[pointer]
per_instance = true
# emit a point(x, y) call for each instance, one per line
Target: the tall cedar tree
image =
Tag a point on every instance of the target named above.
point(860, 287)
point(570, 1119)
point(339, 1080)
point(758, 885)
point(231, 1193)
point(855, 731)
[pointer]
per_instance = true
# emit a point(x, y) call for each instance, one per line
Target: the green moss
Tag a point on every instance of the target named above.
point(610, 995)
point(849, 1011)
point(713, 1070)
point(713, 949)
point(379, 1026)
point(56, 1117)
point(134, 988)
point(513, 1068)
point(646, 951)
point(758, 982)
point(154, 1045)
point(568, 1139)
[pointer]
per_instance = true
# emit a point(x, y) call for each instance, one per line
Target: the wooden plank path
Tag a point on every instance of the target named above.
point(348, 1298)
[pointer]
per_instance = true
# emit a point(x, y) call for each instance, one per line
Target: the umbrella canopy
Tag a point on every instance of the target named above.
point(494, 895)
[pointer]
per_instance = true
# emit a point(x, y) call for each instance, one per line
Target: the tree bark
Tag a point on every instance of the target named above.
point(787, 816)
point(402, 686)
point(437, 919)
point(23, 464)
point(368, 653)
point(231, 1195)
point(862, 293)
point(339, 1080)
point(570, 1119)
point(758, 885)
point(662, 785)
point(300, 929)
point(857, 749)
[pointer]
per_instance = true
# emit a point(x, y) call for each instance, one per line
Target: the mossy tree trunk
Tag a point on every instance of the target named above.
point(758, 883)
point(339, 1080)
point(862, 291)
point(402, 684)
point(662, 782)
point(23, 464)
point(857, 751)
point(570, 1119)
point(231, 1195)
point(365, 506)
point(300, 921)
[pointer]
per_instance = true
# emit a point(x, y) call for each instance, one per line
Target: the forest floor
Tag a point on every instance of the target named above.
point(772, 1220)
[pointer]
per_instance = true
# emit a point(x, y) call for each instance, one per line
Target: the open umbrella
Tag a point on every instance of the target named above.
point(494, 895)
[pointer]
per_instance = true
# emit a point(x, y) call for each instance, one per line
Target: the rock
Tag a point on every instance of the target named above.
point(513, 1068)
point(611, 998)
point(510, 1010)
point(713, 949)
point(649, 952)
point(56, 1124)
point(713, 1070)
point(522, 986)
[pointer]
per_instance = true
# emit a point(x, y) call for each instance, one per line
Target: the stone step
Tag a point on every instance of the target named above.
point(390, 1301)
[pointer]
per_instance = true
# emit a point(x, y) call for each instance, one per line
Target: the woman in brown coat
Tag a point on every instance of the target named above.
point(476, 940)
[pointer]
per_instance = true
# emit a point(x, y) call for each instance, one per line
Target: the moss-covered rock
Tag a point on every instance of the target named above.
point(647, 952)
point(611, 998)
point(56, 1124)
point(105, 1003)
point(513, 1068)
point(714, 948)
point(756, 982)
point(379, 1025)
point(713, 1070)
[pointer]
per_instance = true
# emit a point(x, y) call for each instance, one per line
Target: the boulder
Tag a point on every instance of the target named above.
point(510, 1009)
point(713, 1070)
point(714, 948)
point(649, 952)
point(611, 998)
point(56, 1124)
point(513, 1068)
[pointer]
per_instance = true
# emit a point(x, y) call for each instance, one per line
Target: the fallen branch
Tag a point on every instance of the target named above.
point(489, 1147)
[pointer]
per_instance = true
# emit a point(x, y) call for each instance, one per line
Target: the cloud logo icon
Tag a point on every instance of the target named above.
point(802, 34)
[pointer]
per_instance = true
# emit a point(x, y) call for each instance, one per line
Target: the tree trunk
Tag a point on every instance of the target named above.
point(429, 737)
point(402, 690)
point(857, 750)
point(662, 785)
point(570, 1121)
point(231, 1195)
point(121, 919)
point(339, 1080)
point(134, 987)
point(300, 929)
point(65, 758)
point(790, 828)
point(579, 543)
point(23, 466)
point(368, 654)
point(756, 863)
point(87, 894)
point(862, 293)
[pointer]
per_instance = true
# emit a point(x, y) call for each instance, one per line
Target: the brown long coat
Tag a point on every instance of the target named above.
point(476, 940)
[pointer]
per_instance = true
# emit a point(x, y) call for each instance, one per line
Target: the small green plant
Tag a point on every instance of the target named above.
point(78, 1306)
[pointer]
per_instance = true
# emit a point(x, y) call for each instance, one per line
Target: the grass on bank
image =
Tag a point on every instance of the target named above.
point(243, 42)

- **TASK BRIEF**
Set down, word for word, the part that opens at the start of the items and closes with the line containing "point(855, 731)", both ends included.

- **RESPONSE TO THE TASK**
[pointer]
per_instance = true
# emit a point(x, y) call for each instance, one per line
Target: the tall cedar tree
image =
Tag a point on every instance of the target named above.
point(860, 287)
point(570, 1119)
point(339, 1080)
point(758, 885)
point(231, 1193)
point(855, 731)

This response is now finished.